§ JOB
Change every "parked car" to "stationary car" in the records, from the line with "of the shop" up to and including the line with "243), (121, 242)]". Return only those lines, with nothing else altered.

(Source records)

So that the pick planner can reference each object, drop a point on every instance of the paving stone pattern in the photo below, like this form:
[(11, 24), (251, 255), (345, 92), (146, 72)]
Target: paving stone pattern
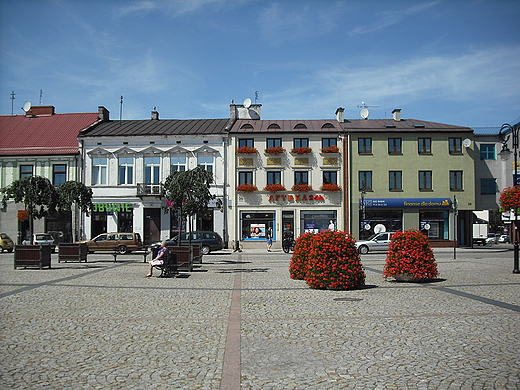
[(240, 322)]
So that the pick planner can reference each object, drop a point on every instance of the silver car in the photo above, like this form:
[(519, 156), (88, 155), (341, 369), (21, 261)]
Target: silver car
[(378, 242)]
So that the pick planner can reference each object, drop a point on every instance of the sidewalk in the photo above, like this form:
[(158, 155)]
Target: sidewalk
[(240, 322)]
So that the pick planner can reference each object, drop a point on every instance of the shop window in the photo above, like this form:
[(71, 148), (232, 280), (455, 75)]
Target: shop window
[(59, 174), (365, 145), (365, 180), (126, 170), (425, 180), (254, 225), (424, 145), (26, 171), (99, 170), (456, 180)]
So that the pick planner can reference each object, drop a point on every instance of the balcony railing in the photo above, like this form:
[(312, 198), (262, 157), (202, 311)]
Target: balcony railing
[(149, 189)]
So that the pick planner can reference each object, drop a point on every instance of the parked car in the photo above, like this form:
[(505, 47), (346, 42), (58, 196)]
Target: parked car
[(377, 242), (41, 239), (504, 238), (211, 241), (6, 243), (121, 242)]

==

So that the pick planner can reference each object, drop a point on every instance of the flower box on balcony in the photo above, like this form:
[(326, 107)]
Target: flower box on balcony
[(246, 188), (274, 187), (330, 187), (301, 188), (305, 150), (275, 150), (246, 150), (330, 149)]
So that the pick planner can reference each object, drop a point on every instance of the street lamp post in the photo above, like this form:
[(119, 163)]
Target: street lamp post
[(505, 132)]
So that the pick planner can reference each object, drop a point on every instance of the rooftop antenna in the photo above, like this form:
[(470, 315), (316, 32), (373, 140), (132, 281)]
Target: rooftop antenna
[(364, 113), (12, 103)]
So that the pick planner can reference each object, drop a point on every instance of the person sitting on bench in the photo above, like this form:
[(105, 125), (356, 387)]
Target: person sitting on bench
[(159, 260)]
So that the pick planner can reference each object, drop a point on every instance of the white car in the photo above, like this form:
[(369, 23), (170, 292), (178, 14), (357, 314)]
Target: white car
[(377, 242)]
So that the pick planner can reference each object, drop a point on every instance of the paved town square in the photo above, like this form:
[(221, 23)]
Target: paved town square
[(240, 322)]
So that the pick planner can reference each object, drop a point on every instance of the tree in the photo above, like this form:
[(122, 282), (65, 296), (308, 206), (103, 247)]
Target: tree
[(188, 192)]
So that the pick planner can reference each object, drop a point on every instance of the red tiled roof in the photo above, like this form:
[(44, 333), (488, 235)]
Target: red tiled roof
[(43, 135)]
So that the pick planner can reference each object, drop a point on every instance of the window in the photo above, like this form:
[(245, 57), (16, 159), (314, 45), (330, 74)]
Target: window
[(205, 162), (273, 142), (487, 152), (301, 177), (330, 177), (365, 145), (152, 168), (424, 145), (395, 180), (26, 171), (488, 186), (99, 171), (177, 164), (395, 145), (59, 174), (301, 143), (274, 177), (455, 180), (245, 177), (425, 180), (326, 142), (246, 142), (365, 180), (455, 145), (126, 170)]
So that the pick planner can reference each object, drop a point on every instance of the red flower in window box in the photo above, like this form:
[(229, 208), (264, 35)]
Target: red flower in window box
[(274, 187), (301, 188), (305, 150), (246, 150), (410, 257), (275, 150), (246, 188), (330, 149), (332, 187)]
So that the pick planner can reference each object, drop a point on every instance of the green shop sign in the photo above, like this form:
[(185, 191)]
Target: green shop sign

§ IN RESPONSE
So that the pick planner can reference each object, drop a point on every instance of the shop window in the photo above, like this form:
[(71, 148), (232, 280), (455, 75)]
Target: shop window
[(59, 174), (365, 145), (365, 180), (126, 170), (425, 180), (254, 225), (424, 145), (26, 171), (99, 170), (456, 180)]
So that the pick planner can reference each object, drop a point on every instance of the balcony railing in the photo above, like this form:
[(312, 198), (262, 157), (202, 311)]
Target: balcony railing
[(149, 189)]
So that the pick planner can reference each object, drop a point on every instance of the stationary car in the photo above, like this form:
[(505, 47), (346, 42), (58, 196)]
Target: stationary car
[(377, 242), (41, 239), (504, 238), (211, 241), (6, 243), (121, 242)]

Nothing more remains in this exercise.